[start of Data section]
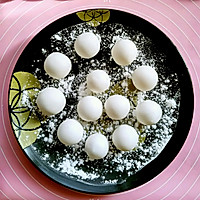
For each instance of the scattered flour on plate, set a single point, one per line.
(117, 165)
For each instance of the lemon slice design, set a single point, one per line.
(24, 88)
(94, 17)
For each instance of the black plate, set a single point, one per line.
(174, 63)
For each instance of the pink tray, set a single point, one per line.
(21, 20)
[end of Data section]
▸ **Requirement**
Copy out the lines of the material above without changes, starting at the line that contains "For each instance of the black" and ending at the last line of the material, both included.

▸ **Reply to the task**
For each instance of the black plate, set a single point, one per line.
(174, 63)
For each instance of the pink tray, set a single point, one per line.
(21, 20)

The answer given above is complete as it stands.